* _Set task_
How many lines of the listing below contain the string "background", with case counting? Give only the number.

:: Information given

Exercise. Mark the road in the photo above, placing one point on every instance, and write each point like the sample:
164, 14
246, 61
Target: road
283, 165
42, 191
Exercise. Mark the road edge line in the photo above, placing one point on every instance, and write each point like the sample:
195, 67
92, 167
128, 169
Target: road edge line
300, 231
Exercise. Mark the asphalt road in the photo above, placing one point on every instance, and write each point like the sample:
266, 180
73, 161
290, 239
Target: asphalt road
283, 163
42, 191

::::
:: Information given

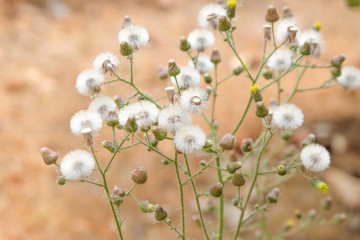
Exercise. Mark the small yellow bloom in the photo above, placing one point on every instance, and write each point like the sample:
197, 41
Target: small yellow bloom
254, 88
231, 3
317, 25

::::
:: Information given

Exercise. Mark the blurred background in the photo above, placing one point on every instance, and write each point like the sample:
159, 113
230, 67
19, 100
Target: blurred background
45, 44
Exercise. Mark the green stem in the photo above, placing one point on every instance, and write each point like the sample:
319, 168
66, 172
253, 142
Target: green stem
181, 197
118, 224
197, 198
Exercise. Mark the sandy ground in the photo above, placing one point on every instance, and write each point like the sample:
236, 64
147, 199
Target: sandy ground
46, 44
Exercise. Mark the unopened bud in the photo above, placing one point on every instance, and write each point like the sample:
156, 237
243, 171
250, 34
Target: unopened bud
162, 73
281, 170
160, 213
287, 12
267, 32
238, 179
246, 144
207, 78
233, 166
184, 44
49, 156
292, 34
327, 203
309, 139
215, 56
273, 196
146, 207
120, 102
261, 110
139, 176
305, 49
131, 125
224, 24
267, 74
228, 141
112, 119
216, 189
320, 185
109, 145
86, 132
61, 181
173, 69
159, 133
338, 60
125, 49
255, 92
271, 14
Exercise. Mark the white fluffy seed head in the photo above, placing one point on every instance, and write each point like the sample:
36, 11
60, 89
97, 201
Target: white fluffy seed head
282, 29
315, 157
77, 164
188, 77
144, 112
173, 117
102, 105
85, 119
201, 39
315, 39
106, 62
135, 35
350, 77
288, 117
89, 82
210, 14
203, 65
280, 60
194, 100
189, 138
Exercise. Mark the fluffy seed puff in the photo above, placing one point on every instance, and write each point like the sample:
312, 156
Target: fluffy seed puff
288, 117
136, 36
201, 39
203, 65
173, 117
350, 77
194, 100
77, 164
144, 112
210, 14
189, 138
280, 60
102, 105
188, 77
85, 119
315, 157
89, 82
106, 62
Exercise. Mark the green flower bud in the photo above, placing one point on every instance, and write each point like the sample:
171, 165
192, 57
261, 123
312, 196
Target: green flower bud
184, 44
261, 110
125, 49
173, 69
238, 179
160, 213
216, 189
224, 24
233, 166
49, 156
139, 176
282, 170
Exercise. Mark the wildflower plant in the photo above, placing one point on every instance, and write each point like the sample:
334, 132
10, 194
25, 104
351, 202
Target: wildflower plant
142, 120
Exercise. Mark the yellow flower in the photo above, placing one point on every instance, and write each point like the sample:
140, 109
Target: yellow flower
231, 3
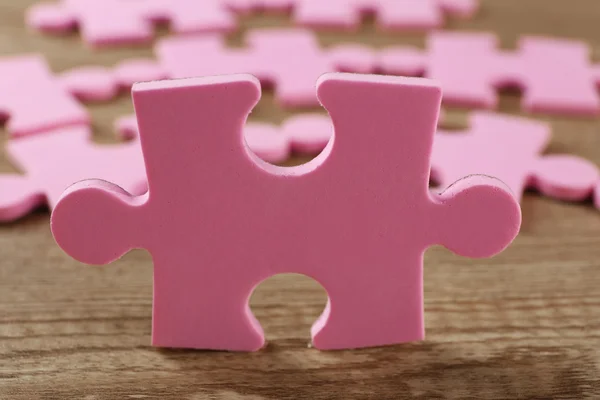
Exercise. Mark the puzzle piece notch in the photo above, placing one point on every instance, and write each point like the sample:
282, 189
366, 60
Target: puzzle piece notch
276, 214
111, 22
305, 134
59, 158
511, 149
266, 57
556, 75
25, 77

::::

* _In response_
2